▶ **Challenge**: Which lines in the entries below contain the string "ymax"? Report each one in full; case counts.

▶ **Supplied data**:
● ● ● ● ●

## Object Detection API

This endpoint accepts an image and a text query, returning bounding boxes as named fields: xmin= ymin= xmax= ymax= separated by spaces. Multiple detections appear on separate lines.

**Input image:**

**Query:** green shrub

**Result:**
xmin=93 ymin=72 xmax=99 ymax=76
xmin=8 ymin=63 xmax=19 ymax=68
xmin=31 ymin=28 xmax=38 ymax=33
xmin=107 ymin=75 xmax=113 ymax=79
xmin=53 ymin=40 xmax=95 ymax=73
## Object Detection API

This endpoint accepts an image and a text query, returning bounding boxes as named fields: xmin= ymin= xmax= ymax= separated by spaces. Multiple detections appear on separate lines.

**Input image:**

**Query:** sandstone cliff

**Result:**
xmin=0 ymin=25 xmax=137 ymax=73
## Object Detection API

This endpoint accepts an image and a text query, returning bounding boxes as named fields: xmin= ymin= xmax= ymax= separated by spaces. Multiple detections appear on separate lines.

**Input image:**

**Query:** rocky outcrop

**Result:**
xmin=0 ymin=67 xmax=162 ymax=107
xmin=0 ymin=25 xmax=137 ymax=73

● ● ● ● ●

▶ **Finished task**:
This endpoint accepts an image and a text query, returning bounding boxes as named fields: xmin= ymin= xmax= ymax= separated by spaces. Multiple detections appear on separate lines.
xmin=93 ymin=72 xmax=99 ymax=76
xmin=8 ymin=63 xmax=19 ymax=68
xmin=31 ymin=28 xmax=38 ymax=33
xmin=107 ymin=75 xmax=113 ymax=79
xmin=53 ymin=40 xmax=95 ymax=73
This endpoint accepts an image and a text query, returning bounding boxes as named fields: xmin= ymin= xmax= ymax= separated by spaces. Multiple detections appear on separate lines.
xmin=0 ymin=25 xmax=137 ymax=73
This endpoint accepts an image and a text query, returning bounding boxes as named fields: xmin= ymin= xmax= ymax= separated by spaces. Multiple detections appear on separate lines.
xmin=0 ymin=67 xmax=162 ymax=107
xmin=0 ymin=25 xmax=137 ymax=73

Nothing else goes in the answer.